Record excerpts:

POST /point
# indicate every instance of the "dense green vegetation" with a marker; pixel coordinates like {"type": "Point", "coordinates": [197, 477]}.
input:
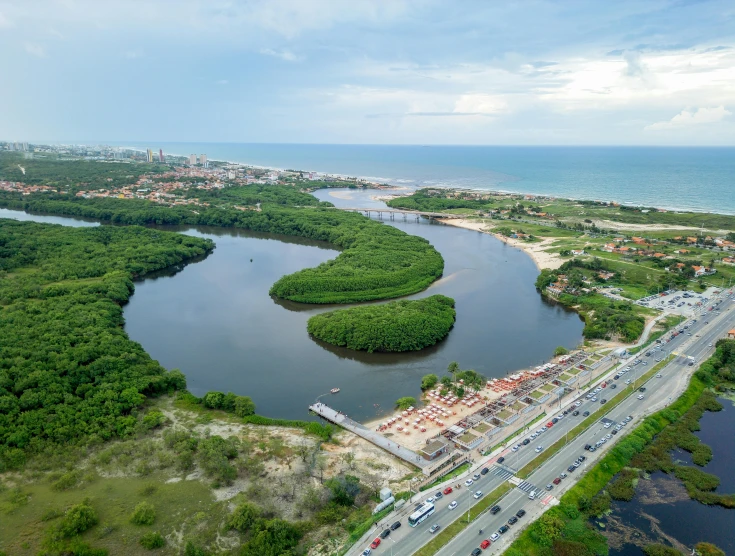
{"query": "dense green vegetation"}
{"type": "Point", "coordinates": [257, 193]}
{"type": "Point", "coordinates": [72, 174]}
{"type": "Point", "coordinates": [394, 326]}
{"type": "Point", "coordinates": [67, 369]}
{"type": "Point", "coordinates": [647, 448]}
{"type": "Point", "coordinates": [422, 201]}
{"type": "Point", "coordinates": [377, 261]}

Instructions for the task: Copy all the entries word for word. Omit any pictures.

Problem solution:
POST /point
# indicate every instance of the "dense green vegetation" with a marker; pixel coordinates like {"type": "Point", "coordinates": [197, 477]}.
input:
{"query": "dense green vegetation"}
{"type": "Point", "coordinates": [257, 193]}
{"type": "Point", "coordinates": [72, 174]}
{"type": "Point", "coordinates": [394, 326]}
{"type": "Point", "coordinates": [67, 369]}
{"type": "Point", "coordinates": [647, 448]}
{"type": "Point", "coordinates": [422, 201]}
{"type": "Point", "coordinates": [377, 261]}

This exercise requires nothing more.